**What to work on**
Which lines make up the answer? Those from the line with "If you would be so good as to mark the circular" through the end of the data; reproduce them exactly.
------------
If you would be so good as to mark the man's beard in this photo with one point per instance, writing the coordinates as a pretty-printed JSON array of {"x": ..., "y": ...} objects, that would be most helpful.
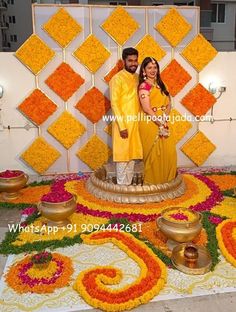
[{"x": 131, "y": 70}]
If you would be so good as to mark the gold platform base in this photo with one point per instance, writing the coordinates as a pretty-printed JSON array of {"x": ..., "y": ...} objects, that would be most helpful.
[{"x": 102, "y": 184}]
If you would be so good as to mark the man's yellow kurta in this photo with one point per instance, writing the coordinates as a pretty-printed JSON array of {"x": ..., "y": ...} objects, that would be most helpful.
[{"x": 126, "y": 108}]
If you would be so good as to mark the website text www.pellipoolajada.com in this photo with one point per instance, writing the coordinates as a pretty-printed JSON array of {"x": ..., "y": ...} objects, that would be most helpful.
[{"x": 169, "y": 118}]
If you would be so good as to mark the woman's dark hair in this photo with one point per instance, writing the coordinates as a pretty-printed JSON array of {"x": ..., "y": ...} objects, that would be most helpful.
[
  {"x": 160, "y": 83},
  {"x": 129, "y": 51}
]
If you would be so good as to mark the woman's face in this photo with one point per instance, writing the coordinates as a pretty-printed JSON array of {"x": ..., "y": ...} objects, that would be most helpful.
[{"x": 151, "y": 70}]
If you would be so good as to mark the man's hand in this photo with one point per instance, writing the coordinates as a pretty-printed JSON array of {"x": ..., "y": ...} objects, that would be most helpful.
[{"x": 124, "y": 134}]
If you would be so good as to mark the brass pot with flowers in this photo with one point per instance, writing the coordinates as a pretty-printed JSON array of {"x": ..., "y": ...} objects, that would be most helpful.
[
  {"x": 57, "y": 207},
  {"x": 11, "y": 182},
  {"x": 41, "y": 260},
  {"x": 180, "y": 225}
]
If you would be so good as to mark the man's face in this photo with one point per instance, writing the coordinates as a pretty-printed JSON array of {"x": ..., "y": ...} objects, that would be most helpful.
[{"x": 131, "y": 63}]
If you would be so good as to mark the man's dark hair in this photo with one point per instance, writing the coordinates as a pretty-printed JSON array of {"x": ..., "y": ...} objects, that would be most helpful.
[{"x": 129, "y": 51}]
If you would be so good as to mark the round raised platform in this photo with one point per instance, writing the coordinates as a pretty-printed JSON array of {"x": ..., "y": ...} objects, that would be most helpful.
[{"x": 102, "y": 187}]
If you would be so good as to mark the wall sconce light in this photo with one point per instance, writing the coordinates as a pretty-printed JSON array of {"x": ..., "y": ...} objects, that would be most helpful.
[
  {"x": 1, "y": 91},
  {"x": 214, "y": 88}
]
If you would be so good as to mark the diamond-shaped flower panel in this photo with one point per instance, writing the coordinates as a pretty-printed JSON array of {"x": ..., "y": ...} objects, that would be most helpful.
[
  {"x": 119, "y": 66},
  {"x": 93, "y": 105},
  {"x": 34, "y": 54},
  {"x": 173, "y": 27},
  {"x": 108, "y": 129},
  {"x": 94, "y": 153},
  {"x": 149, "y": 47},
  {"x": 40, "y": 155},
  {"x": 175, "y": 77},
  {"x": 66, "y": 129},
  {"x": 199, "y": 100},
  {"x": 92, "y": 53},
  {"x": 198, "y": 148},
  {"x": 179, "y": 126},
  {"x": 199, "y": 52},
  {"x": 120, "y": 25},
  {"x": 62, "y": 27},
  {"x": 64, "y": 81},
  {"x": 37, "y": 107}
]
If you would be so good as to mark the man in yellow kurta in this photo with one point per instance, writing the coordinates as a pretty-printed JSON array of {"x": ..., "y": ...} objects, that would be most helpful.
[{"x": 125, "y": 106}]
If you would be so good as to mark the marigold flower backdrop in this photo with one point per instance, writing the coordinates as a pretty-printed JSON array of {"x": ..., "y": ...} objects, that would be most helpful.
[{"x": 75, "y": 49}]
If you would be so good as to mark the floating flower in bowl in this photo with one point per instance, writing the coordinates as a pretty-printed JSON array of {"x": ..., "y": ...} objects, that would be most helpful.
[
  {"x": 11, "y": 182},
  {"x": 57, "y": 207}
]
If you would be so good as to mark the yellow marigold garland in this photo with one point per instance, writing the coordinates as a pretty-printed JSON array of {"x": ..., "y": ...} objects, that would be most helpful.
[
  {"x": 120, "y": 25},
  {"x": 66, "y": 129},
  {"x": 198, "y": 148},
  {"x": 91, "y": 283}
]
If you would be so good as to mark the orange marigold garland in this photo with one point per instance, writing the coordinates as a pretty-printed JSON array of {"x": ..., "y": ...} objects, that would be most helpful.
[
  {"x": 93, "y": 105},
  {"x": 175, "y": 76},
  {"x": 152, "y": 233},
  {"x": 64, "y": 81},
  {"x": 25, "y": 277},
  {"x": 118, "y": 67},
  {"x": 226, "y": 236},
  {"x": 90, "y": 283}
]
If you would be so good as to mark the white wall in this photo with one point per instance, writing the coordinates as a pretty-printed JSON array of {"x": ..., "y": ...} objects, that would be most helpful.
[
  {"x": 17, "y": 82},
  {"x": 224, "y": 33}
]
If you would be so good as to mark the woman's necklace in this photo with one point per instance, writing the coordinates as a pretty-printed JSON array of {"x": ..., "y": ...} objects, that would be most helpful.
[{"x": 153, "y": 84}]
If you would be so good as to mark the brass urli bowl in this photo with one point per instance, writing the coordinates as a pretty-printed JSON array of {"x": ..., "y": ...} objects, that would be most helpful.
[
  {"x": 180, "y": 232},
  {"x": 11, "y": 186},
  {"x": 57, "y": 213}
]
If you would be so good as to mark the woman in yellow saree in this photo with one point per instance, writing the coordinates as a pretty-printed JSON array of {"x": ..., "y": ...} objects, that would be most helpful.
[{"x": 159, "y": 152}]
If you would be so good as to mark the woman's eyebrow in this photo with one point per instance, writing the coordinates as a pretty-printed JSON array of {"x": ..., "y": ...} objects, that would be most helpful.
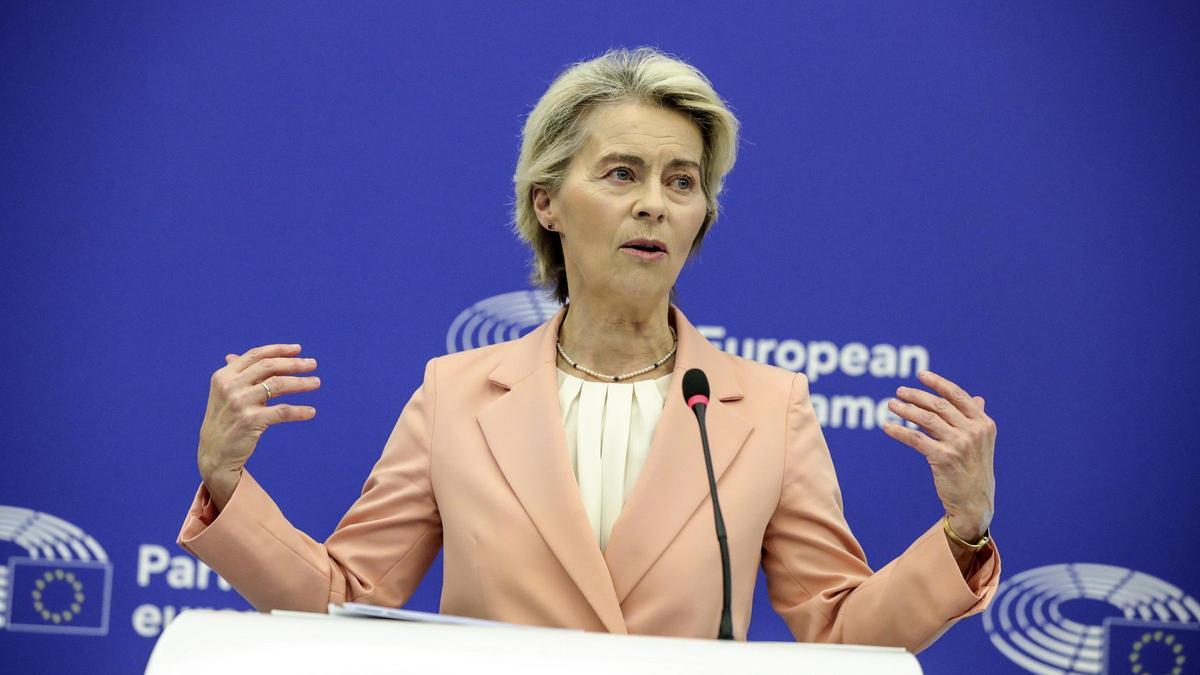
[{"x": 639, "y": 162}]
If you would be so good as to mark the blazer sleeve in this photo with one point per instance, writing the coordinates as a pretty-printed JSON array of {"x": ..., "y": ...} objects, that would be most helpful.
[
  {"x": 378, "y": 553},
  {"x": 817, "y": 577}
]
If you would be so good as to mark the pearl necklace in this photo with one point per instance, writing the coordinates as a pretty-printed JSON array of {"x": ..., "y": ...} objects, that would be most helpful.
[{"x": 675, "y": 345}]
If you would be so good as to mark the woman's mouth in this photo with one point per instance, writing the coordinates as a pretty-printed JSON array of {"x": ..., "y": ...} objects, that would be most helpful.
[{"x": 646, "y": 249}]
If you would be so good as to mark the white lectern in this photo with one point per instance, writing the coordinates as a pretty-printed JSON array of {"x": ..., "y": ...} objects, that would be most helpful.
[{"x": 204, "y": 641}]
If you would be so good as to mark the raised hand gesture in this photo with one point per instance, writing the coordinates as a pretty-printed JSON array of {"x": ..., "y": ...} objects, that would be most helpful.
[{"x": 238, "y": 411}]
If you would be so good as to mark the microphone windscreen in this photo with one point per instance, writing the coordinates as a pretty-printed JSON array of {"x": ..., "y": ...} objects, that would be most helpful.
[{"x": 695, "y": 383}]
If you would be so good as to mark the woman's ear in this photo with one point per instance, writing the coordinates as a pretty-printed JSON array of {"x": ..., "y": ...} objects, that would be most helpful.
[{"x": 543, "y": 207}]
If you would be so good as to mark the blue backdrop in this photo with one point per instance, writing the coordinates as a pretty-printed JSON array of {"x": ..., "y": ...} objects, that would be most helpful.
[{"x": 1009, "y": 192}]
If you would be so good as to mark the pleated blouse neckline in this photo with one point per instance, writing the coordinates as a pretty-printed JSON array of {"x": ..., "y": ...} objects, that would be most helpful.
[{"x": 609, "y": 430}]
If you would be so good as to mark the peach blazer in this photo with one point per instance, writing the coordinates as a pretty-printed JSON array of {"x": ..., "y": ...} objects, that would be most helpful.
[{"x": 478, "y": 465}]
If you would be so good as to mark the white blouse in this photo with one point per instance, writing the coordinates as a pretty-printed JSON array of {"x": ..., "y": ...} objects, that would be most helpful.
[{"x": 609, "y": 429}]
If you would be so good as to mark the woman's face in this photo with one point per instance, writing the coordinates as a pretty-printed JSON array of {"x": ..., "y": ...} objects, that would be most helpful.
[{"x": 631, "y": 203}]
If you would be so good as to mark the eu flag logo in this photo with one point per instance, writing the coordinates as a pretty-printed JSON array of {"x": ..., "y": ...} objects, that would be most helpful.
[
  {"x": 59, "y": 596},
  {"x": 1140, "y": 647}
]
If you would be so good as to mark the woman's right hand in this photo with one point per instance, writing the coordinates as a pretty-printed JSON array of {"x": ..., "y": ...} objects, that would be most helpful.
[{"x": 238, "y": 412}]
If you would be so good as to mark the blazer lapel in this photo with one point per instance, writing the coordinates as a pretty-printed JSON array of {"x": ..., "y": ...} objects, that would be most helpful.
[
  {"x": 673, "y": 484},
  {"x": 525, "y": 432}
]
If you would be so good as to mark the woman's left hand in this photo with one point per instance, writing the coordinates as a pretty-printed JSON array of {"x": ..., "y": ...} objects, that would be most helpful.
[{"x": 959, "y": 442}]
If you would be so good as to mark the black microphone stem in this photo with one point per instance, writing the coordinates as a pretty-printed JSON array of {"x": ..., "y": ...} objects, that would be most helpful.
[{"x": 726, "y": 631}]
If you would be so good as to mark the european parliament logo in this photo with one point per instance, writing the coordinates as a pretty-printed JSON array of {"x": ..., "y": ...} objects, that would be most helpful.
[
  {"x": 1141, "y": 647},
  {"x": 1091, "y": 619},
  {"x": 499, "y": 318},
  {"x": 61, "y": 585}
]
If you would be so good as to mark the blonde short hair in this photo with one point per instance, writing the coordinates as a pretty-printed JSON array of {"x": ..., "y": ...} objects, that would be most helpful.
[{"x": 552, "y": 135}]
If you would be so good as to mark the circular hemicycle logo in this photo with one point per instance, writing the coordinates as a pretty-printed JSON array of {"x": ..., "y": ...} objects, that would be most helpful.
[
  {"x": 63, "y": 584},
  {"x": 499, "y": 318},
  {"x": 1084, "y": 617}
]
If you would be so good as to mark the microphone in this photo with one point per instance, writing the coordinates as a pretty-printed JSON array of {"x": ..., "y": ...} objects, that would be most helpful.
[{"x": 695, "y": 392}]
------------
**Problem solution**
If you would be so good as to mark the circular hemicycle logo in this photo with one point per instance, writing the coordinates as a pretty-printed JSON array of {"x": ..., "y": ...} objects, that would be most helpful.
[
  {"x": 63, "y": 584},
  {"x": 499, "y": 318},
  {"x": 1084, "y": 617}
]
If you would be so good as to mark the microphone in this photo with one point per instance, writing the coordinates as a pretty-printed JSON array of {"x": ..., "y": ...} objects, that would be most helpful.
[{"x": 695, "y": 392}]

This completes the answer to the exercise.